------ Seçilmiş Metin ------

Resim yapma sürecinden bahsederken, “Çalışmayı hiç kesmiyorum,” diyor Sodi; resimlerinde mineral pigmentleri ahşap, talaş ve yapıştırıcı kullanarak yarattığı katmanlara uyguluyor. “Bazen altı-yedi gün sürüyor. Ve sonra, yüzeyde ilk çatlak ortaya çıkınca duruyorum. Bırakıyorum onu. Kendi kendine oluşmaya bırakıyorum. Benim hiçbir kontrolüm yok.”
Birkaç hafta sonra Sodi’nin yarattığı yüzey nihayet kuruyup sertleşiyor– çatlaklarını göstermeye başlıyor.
Bu felsefeyi, “Tesadüfi olanı kabul ediyorum,” diye açıklıyor. “Tesadüfler ilginçtir – eşsiz ve öngörülemezdir. Eserlerimden birini tekrar yapmamı isteseler yapamam. Tekrarlanabilir şeyler değil onlar.”
Sodi’nin heykelleri de benzer organik bir biçimde meydana geliyor. Oaxaca’daki stüdyosunda yerden toprak alıp suyla ve kumla karıştırıyor, ortaya çıkan kille de tuğlalar, küreler, küpler yapıyor. Bunlar açık havada yağmura, rüzgara veya güneşe maruz kaldıktan sonra odunla, jacaranda tohumlarıyla ve hindistancevizi kabuklarıyla yaktığı geleneksel bir seramik fırınında pişiriliyor. Resimlerinde olduğu gibi bunların yüzeylerinde de belli dokular ve renkler açığa çıkıyor. Sodi bu süreci “kontrollü kaoslardan” biri olarak tarif ediyor. “Hiçbir şey öngörülebilir değil,” diyor. “Kendimi akışa bırakıyorum. Dokunma biçimimle, görme biçimimle malzemelere içgüdüsel yaklaşıyorum. Her birinin (parçanın) kendi nitelikleri, acayiplikleri ve kusurları var.”

------

Görev Maddesi |
Sodi'nin sanat süreci üzerine olan metinde "Resim yapma sürecinden" sözlerinin bulunduğu yerden başlayın, "çatlaklarını göstermeye başlıyor." sözlerinden sonra durun ve bu bölümü kelimesi kelimesine aktarın.

------ Veri Kümesi Alıntısı ------

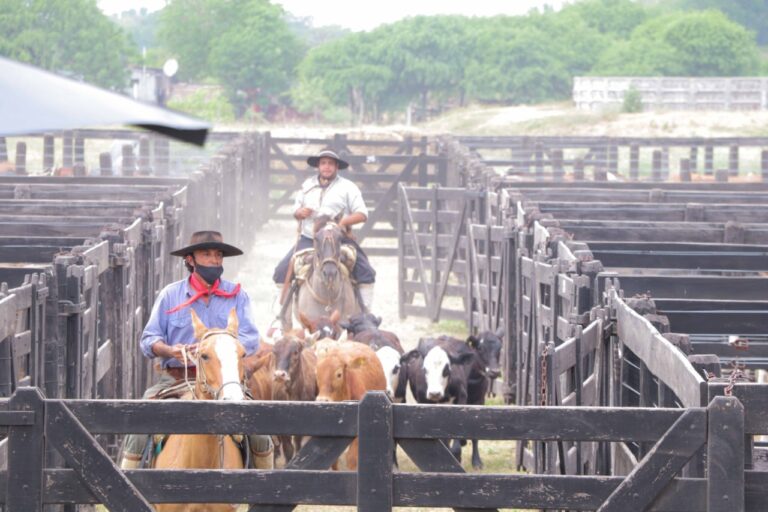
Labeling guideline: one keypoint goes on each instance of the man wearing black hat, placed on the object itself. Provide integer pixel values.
(169, 334)
(327, 193)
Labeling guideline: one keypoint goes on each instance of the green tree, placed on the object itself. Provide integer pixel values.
(517, 66)
(615, 17)
(427, 55)
(345, 72)
(704, 43)
(188, 28)
(72, 37)
(753, 14)
(257, 55)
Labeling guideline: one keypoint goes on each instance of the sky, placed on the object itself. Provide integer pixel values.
(366, 14)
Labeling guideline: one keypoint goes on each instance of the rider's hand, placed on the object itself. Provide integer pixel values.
(176, 352)
(303, 212)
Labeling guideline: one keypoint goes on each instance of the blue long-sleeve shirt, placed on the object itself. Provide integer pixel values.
(173, 328)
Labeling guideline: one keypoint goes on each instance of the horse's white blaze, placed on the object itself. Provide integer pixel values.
(226, 350)
(390, 361)
(434, 366)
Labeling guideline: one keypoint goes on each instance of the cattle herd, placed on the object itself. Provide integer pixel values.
(329, 359)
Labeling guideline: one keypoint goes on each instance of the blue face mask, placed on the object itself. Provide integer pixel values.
(209, 274)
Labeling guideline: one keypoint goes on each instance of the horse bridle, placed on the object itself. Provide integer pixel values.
(334, 257)
(201, 371)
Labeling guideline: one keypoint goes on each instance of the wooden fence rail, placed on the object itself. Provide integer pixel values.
(674, 434)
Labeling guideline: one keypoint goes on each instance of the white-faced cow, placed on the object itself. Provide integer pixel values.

------

Tamamlanmış Alıştırma |
Resim yapma sürecinden bahsederken, “Çalışmayı hiç kesmiyorum,” diyor Sodi; resimlerinde mineral pigmentleri ahşap, talaş ve yapıştırıcı kullanarak yarattığı katmanlara uyguluyor. “Bazen altı-yedi gün sürüyor. Ve sonra, yüzeyde ilk çatlak ortaya çıkınca duruyorum. Bırakıyorum onu. Kendi kendine oluşmaya bırakıyorum. Benim hiçbir kontrolüm yok.”
Birkaç hafta sonra Sodi’nin yarattığı yüzey nihayet kuruyup sertleşiyor– çatlaklarını göstermeye başlıyor.